[Excerpted data]
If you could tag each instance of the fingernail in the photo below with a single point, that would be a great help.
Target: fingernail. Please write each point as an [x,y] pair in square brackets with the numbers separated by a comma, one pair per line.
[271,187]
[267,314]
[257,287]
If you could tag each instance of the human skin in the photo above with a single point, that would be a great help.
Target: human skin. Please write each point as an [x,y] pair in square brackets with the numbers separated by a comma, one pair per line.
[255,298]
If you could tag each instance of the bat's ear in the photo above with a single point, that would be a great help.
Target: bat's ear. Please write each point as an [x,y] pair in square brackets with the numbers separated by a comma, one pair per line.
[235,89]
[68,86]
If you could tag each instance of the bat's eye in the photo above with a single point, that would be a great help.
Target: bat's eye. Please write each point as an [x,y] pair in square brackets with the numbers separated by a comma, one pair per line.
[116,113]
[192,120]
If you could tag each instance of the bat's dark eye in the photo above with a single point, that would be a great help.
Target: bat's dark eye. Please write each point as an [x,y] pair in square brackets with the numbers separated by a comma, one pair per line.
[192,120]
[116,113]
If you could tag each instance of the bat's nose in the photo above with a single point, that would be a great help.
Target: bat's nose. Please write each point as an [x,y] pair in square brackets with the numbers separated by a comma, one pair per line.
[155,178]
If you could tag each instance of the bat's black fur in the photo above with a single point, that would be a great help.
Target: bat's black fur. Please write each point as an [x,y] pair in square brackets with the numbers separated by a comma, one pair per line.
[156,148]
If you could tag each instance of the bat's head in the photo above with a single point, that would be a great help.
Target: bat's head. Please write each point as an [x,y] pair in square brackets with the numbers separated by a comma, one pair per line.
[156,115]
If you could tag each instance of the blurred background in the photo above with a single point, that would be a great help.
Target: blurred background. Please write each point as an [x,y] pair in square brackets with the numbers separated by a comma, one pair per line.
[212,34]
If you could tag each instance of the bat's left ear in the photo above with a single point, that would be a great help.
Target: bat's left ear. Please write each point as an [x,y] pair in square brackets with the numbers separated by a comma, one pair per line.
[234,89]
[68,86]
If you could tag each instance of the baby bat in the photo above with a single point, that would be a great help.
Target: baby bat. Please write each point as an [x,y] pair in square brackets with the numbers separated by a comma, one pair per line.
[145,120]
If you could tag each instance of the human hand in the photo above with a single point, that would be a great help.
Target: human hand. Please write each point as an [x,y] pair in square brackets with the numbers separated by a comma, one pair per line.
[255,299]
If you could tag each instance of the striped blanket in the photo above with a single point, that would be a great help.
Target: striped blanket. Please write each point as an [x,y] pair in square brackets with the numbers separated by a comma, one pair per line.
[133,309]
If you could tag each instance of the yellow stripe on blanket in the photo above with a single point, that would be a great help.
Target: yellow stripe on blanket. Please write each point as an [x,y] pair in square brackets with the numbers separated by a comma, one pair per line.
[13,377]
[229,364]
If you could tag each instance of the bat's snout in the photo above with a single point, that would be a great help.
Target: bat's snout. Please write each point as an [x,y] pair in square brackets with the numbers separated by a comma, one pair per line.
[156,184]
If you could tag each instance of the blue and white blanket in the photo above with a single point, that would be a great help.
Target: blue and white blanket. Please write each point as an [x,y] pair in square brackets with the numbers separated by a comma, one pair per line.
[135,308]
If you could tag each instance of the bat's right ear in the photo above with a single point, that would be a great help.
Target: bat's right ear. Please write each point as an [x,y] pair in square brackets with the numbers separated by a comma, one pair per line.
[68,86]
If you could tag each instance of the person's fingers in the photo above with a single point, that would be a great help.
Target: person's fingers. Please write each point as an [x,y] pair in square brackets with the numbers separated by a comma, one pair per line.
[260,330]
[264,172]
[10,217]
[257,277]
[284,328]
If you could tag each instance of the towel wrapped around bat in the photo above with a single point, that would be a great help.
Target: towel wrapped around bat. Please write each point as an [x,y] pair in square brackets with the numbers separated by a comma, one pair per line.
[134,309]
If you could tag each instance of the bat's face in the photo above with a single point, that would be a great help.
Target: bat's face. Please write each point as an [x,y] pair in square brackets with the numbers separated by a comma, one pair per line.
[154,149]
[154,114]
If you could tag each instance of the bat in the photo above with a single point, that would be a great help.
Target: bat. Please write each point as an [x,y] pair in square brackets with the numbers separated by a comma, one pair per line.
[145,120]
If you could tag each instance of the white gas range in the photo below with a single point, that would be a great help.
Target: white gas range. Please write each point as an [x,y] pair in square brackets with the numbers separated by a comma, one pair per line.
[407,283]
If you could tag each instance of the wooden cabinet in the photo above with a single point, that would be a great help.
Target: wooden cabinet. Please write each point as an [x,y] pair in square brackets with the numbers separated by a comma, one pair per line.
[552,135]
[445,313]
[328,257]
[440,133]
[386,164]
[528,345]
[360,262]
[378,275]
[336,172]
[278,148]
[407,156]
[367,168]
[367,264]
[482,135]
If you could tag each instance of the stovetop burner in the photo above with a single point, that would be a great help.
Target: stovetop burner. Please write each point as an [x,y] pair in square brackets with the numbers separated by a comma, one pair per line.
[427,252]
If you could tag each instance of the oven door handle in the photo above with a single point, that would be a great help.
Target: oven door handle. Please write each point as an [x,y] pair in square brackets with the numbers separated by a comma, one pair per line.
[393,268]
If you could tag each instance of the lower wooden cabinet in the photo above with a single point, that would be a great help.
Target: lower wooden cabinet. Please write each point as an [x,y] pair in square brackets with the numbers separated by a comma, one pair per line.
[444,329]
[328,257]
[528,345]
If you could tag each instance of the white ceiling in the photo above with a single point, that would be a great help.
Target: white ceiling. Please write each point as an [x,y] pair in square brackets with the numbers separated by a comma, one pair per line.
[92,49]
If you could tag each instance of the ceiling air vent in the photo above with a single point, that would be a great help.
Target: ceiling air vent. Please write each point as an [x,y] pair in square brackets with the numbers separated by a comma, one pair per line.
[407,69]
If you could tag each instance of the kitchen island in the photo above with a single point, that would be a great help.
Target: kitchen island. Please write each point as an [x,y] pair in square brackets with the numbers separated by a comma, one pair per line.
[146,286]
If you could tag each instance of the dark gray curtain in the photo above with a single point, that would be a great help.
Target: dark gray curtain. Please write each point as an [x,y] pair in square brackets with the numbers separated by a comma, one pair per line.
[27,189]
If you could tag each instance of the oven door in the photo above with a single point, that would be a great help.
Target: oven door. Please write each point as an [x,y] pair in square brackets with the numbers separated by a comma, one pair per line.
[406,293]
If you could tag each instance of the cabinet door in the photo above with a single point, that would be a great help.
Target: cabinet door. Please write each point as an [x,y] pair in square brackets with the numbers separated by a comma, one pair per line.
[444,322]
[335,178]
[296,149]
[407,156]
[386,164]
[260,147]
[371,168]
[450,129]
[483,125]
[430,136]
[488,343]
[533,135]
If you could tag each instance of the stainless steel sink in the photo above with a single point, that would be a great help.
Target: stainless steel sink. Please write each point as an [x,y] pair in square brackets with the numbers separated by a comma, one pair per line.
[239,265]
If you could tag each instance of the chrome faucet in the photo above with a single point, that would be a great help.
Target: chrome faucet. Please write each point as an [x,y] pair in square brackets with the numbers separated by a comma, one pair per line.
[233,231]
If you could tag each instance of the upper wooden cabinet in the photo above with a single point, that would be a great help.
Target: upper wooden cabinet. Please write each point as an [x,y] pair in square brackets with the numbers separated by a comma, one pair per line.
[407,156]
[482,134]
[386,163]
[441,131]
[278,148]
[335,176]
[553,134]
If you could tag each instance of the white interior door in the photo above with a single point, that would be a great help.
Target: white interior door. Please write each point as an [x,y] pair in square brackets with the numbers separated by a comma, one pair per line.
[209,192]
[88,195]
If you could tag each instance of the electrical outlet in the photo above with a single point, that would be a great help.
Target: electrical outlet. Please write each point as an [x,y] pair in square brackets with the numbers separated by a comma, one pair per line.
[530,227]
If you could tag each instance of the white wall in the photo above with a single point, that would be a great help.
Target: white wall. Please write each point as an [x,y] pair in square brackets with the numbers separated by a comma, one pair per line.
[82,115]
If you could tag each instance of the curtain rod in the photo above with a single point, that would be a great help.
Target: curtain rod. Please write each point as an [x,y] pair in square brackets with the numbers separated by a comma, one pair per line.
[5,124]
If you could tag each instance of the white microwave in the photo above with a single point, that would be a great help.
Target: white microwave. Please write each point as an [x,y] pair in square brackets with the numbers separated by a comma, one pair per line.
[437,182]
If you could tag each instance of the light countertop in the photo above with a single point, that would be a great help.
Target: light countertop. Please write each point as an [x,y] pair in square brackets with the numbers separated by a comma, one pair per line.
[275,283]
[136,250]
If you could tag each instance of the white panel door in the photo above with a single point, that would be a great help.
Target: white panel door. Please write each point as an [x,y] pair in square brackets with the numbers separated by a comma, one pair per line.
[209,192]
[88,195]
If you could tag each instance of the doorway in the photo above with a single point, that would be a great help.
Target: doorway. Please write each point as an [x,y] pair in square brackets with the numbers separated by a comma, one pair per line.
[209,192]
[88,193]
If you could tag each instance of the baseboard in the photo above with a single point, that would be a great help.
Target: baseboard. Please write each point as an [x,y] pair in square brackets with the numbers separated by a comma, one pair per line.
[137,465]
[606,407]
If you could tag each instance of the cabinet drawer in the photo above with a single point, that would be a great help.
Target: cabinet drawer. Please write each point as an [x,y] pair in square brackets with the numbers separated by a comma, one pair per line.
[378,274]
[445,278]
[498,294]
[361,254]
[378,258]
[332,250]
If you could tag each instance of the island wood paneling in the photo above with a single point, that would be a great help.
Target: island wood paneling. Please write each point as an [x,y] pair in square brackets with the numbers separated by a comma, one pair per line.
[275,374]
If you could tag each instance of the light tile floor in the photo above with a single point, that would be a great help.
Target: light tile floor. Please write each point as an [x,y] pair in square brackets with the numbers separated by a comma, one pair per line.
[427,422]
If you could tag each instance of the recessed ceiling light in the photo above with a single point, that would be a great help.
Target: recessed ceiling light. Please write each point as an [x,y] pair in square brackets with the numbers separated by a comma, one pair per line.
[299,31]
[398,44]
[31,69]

[About this exercise] Copy all lines from the listing that contain "below".

[Reply to the exercise]
If you could tag each instance of the fingernail in the photo below with a single point, that would be a great help.
If you could tag each instance of the white gas range in the photo below with a single point, that would be a great help.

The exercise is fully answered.